=== Exercise ===
Output the listing below as a two-column CSV with the headers "text" and "boxes", giving each line of text its own row alongside the box lines that follow it, with every field quoted and line breaks replaced by spaces. Leave the pictures out.

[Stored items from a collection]
-- Begin --

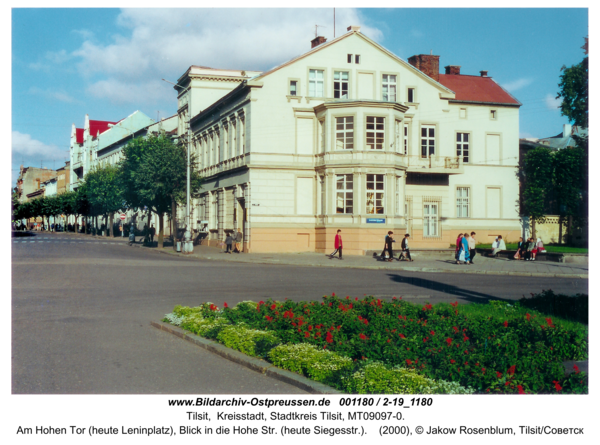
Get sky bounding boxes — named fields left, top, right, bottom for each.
left=11, top=8, right=588, bottom=186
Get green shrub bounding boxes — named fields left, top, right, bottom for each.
left=180, top=312, right=229, bottom=339
left=217, top=325, right=280, bottom=357
left=269, top=343, right=354, bottom=382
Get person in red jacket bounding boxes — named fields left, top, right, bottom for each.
left=329, top=229, right=343, bottom=260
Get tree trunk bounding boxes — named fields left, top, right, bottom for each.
left=158, top=213, right=165, bottom=249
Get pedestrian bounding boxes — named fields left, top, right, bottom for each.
left=398, top=233, right=413, bottom=261
left=329, top=229, right=344, bottom=260
left=461, top=232, right=471, bottom=264
left=491, top=235, right=506, bottom=257
left=235, top=229, right=244, bottom=253
left=225, top=232, right=233, bottom=254
left=385, top=230, right=396, bottom=261
left=454, top=233, right=462, bottom=264
left=469, top=232, right=477, bottom=264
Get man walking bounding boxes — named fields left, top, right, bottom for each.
left=469, top=232, right=477, bottom=264
left=329, top=229, right=343, bottom=260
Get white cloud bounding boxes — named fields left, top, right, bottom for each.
left=545, top=93, right=562, bottom=110
left=502, top=78, right=533, bottom=93
left=72, top=9, right=383, bottom=103
left=29, top=87, right=77, bottom=103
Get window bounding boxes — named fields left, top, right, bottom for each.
left=335, top=175, right=354, bottom=213
left=456, top=187, right=469, bottom=218
left=333, top=71, right=349, bottom=99
left=367, top=175, right=384, bottom=214
left=367, top=116, right=385, bottom=150
left=421, top=125, right=435, bottom=158
left=423, top=203, right=438, bottom=236
left=381, top=74, right=396, bottom=102
left=456, top=133, right=469, bottom=163
left=335, top=116, right=354, bottom=150
left=308, top=70, right=325, bottom=97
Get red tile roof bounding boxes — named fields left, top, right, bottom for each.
left=90, top=119, right=116, bottom=138
left=75, top=128, right=83, bottom=144
left=440, top=74, right=521, bottom=105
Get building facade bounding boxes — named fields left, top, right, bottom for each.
left=177, top=27, right=521, bottom=254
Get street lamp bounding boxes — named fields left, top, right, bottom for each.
left=162, top=79, right=194, bottom=253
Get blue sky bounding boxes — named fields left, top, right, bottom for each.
left=12, top=8, right=588, bottom=183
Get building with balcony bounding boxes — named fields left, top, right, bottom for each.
left=175, top=27, right=521, bottom=254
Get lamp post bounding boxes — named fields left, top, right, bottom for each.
left=162, top=79, right=194, bottom=253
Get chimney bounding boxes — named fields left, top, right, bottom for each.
left=408, top=54, right=440, bottom=82
left=310, top=36, right=327, bottom=48
left=444, top=65, right=460, bottom=74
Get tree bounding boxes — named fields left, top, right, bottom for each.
left=85, top=165, right=123, bottom=235
left=119, top=133, right=201, bottom=248
left=556, top=57, right=588, bottom=128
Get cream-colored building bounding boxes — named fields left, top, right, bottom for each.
left=176, top=27, right=521, bottom=254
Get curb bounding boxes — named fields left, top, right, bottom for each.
left=123, top=244, right=589, bottom=279
left=150, top=321, right=344, bottom=394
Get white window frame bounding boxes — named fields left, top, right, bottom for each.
left=308, top=68, right=325, bottom=97
left=456, top=132, right=471, bottom=164
left=365, top=116, right=385, bottom=150
left=333, top=71, right=350, bottom=99
left=456, top=187, right=471, bottom=218
left=420, top=125, right=436, bottom=158
left=365, top=173, right=385, bottom=215
left=381, top=74, right=398, bottom=102
left=335, top=173, right=354, bottom=215
left=423, top=202, right=440, bottom=238
left=335, top=116, right=354, bottom=150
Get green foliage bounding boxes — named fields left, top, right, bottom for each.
left=519, top=290, right=589, bottom=324
left=217, top=324, right=280, bottom=357
left=556, top=57, right=588, bottom=128
left=269, top=343, right=354, bottom=383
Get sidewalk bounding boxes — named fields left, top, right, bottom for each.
left=41, top=233, right=589, bottom=279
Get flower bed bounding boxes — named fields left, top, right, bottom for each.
left=164, top=295, right=588, bottom=394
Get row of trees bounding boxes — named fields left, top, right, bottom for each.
left=13, top=133, right=201, bottom=247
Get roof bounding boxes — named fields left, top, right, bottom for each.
left=90, top=120, right=117, bottom=138
left=439, top=74, right=521, bottom=106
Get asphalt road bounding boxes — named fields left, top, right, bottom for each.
left=12, top=234, right=588, bottom=394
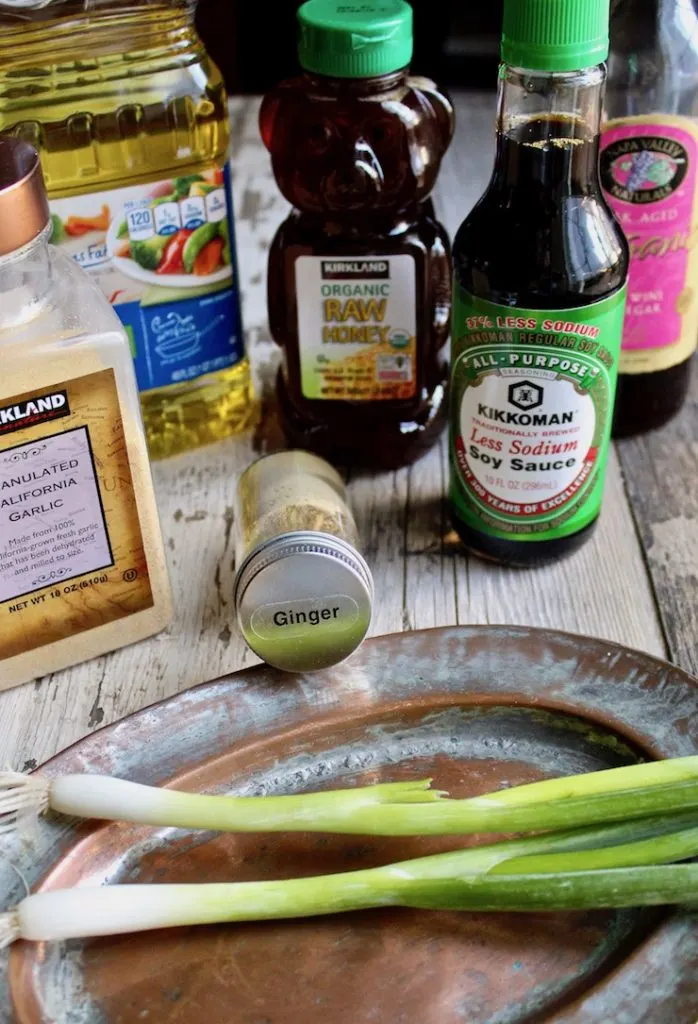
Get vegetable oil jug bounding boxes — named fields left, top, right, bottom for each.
left=0, top=0, right=252, bottom=458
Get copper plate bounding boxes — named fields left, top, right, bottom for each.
left=0, top=627, right=698, bottom=1024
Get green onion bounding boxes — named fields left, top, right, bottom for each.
left=0, top=757, right=698, bottom=836
left=405, top=864, right=698, bottom=911
left=0, top=815, right=698, bottom=946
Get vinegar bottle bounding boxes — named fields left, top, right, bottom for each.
left=450, top=0, right=627, bottom=565
left=260, top=0, right=453, bottom=467
left=601, top=0, right=698, bottom=437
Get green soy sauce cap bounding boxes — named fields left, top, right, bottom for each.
left=501, top=0, right=609, bottom=72
left=298, top=0, right=412, bottom=78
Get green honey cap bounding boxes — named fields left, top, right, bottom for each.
left=298, top=0, right=412, bottom=78
left=501, top=0, right=609, bottom=72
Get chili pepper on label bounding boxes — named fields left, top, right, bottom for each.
left=156, top=227, right=192, bottom=273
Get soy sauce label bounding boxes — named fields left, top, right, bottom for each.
left=296, top=253, right=417, bottom=401
left=599, top=114, right=698, bottom=374
left=450, top=285, right=625, bottom=541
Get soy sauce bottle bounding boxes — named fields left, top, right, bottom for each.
left=260, top=0, right=453, bottom=468
left=449, top=0, right=628, bottom=565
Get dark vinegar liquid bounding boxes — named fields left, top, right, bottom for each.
left=451, top=115, right=628, bottom=566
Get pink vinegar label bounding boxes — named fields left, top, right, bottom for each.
left=600, top=116, right=698, bottom=372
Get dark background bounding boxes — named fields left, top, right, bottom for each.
left=197, top=0, right=501, bottom=93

-- End --

=== Task answer ===
text,boxes
"Get sky bounding boxes — named fields left, top, right, bottom for each.","left=11, top=8, right=588, bottom=186"
"Get green shrub bounding boxes — named fields left, top, right, bottom for each.","left=180, top=312, right=229, bottom=339 left=217, top=325, right=280, bottom=357 left=269, top=343, right=354, bottom=382"
"Get person in red jacket bounding boxes — named fields left, top, right, bottom for each.","left=329, top=229, right=343, bottom=260"
"Get tree trunk bounding boxes — named fields left, top, right, bottom for each.","left=158, top=213, right=165, bottom=249"
"Get pedestrian bounding boxes — named fields left, top, right, bottom for each.","left=398, top=233, right=413, bottom=261 left=329, top=229, right=344, bottom=260 left=461, top=232, right=471, bottom=264 left=491, top=235, right=506, bottom=257 left=235, top=229, right=244, bottom=253 left=225, top=232, right=233, bottom=254 left=385, top=230, right=396, bottom=261 left=454, top=233, right=462, bottom=264 left=469, top=232, right=477, bottom=264"
"Get man walking bounding boxes — named fields left, top, right, bottom for each.","left=469, top=232, right=477, bottom=264 left=329, top=229, right=343, bottom=260"
"Get white cloud bounding boxes — named fields left, top, right, bottom for each.","left=545, top=93, right=562, bottom=110 left=502, top=78, right=533, bottom=93 left=72, top=9, right=383, bottom=103 left=29, top=87, right=77, bottom=103"
"Get window bounding boxes — named fields left, top, right, bottom for each.","left=335, top=175, right=354, bottom=213 left=456, top=187, right=469, bottom=218 left=333, top=71, right=349, bottom=99 left=367, top=175, right=384, bottom=214 left=367, top=116, right=385, bottom=150 left=421, top=125, right=435, bottom=158 left=423, top=203, right=438, bottom=236 left=381, top=74, right=396, bottom=102 left=456, top=133, right=469, bottom=163 left=335, top=116, right=354, bottom=150 left=308, top=70, right=325, bottom=97"
"Get red tile roof bounding boxes — named fields left, top, right, bottom for each.","left=90, top=119, right=116, bottom=138 left=75, top=128, right=83, bottom=144 left=440, top=74, right=521, bottom=105"
"Get building facade bounding boxes — named fields left, top, right, bottom for each.","left=177, top=27, right=521, bottom=254"
"Get street lamp bounding boxes — named fields left, top, right, bottom for each.","left=162, top=79, right=194, bottom=253"
"Get blue sky bounding boxes — named fields left, top, right, bottom for each.","left=12, top=8, right=588, bottom=183"
"Get building with balcony bounding boxes — named fields left, top, right, bottom for each.","left=175, top=27, right=521, bottom=254"
"Get lamp post bounding boxes — named fields left, top, right, bottom for each.","left=162, top=79, right=194, bottom=253"
"Get chimney bounding boxes — named fields left, top, right, bottom for each.","left=408, top=54, right=440, bottom=82 left=310, top=36, right=327, bottom=48 left=444, top=65, right=460, bottom=74"
"Get tree bounding boxes — named fields left, top, right, bottom for each.","left=85, top=165, right=123, bottom=235 left=119, top=133, right=201, bottom=248 left=556, top=57, right=588, bottom=128"
"Get cream-colored building bounding boxes — named fields left, top, right, bottom for each.","left=176, top=27, right=521, bottom=254"
"Get curb bounding boxes — named fields left, top, right, bottom for each.","left=123, top=244, right=589, bottom=279 left=150, top=321, right=344, bottom=394"
"Get white window frame bounding boxes — named fields left, top, right, bottom for each.","left=308, top=68, right=325, bottom=97 left=456, top=132, right=471, bottom=164 left=365, top=116, right=385, bottom=150 left=333, top=71, right=350, bottom=99 left=456, top=187, right=471, bottom=218 left=420, top=125, right=436, bottom=158 left=365, top=173, right=385, bottom=215 left=381, top=74, right=398, bottom=102 left=335, top=173, right=354, bottom=215 left=423, top=202, right=440, bottom=238 left=335, top=116, right=354, bottom=150"
"Get green foliage bounding boxes — named fields left, top, right, bottom for each.","left=519, top=290, right=589, bottom=324 left=217, top=324, right=280, bottom=357 left=556, top=57, right=588, bottom=128 left=269, top=343, right=354, bottom=383"
"Get sidewalk bounding boxes — named fields left, top, right, bottom for each.","left=41, top=233, right=589, bottom=279"
"Get flower bed bounding boxes — named fields left, top, right, bottom for each.","left=164, top=295, right=588, bottom=394"
"Get row of trees bounding boxes — named fields left, top, right, bottom for each.","left=13, top=133, right=201, bottom=247"
"Get roof bounding boxes — named fields left, top, right, bottom for each.","left=90, top=120, right=117, bottom=138 left=439, top=74, right=521, bottom=106"
"Get asphalt road bounding boxes — named fields left, top, right, bottom for each.","left=12, top=234, right=588, bottom=394"
"Get vegetable oil jug bounding boxes — named fields left, top, right, bottom for each.","left=0, top=0, right=252, bottom=458"
"Get copper plate bounding boxes — named fields left, top, right, bottom for each.","left=0, top=627, right=698, bottom=1024"
"Get green onion bounding boxes — named fields left, top, right, bottom for each.","left=0, top=757, right=698, bottom=836 left=405, top=864, right=698, bottom=911 left=0, top=815, right=698, bottom=946"
"Get vinegar bottle bounding boxes — named fields left, top, right, bottom for each.","left=450, top=0, right=627, bottom=565 left=260, top=0, right=453, bottom=467 left=601, top=0, right=698, bottom=437"
"Get green soy sauce cap bounding boxes — named fields left, top, right, bottom for each.","left=501, top=0, right=609, bottom=72 left=298, top=0, right=412, bottom=78"
"Get green honey cap bounding boxes — named fields left, top, right, bottom for each.","left=298, top=0, right=412, bottom=78 left=501, top=0, right=609, bottom=72"
"Get chili pepper on label bounding boxes — named fields left, top, right, bottom for each.","left=156, top=227, right=192, bottom=273"
"Get soy sauce label bounding boxes — named fields left, top, right, bottom for each.","left=296, top=253, right=417, bottom=401 left=599, top=114, right=698, bottom=374 left=450, top=285, right=625, bottom=541"
"Get soy sauce bottle bounding boxes — named fields left, top, right, bottom for each.","left=260, top=0, right=453, bottom=468 left=449, top=0, right=628, bottom=565"
"Get dark vinegar liquid bounding boxes — named fields left, top, right, bottom for each.","left=451, top=115, right=628, bottom=566"
"Get pink vinegar label bounding boxes — named fields left, top, right, bottom for each.","left=600, top=116, right=698, bottom=372"
"Get dark background bounding boxes — named fields left, top, right, bottom for each.","left=197, top=0, right=501, bottom=93"